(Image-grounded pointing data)
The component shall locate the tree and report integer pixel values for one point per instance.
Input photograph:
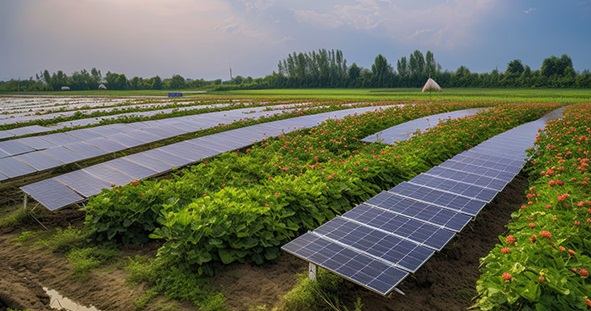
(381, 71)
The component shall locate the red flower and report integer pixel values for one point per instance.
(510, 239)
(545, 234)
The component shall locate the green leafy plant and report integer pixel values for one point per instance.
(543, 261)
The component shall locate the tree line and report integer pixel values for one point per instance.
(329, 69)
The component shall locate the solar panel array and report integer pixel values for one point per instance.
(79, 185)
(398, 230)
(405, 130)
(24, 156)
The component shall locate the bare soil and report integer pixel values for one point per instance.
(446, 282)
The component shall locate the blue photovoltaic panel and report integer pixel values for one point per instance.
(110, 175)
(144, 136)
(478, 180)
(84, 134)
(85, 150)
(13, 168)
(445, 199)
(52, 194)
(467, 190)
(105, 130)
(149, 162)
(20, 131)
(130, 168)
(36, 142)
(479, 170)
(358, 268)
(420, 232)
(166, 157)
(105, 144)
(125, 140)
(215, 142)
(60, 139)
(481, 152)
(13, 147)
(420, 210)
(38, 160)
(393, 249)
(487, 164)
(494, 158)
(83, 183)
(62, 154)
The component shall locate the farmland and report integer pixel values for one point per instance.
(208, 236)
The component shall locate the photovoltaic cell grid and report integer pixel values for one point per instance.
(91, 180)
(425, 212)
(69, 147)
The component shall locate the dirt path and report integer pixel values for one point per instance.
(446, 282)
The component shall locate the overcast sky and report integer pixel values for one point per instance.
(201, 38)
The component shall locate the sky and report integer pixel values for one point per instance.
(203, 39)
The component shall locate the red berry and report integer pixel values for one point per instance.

▸ **ABOUT THIS TASK**:
Return the records exactly. Don't carry the pictures over.

▸ **FINISHED EXERCISE**:
The component shall locate the tree and report integer pixel values for one point per instance.
Input photograph:
(381, 71)
The component shall locate the red flower and report integer pixel values for one point per instance.
(510, 239)
(545, 234)
The component shall locate the green leafy plant and report integer pixel values for one point per instance.
(543, 261)
The component shall locate the tree line and report integer pixel values for one point per instance.
(329, 69)
The component shall locate the solar panel array and report integer pixel values for one point per instance.
(79, 185)
(398, 230)
(405, 130)
(24, 156)
The component shall locate the bare soil and report integer pixel values for one point per instance.
(446, 282)
The component shall locate the blue photovoltaic panel and report integer pixel values for one point per instance.
(110, 175)
(144, 136)
(478, 180)
(84, 134)
(85, 150)
(13, 168)
(445, 199)
(52, 194)
(467, 190)
(105, 130)
(149, 162)
(20, 131)
(130, 168)
(36, 142)
(479, 170)
(358, 268)
(420, 232)
(166, 157)
(105, 144)
(125, 140)
(215, 142)
(60, 139)
(481, 152)
(13, 147)
(420, 210)
(38, 160)
(393, 249)
(487, 164)
(494, 158)
(83, 183)
(62, 154)
The component shall locate the farmland and report integer pixel values for one point per instance.
(208, 236)
The component shall locate the photovoltaic cell grid and report integer pixel values for one point per instance.
(91, 180)
(425, 212)
(69, 147)
The component shall locate the dirt path and report integer pixel values for one point per instance.
(446, 282)
The component shall locate the overcast sky and report integer pixel values for one point per instance.
(201, 38)
The component shall locate the sky and report integer pixel values for one point per instance.
(203, 39)
The component shall locate the red berry and report integer pixel values for one point per instance.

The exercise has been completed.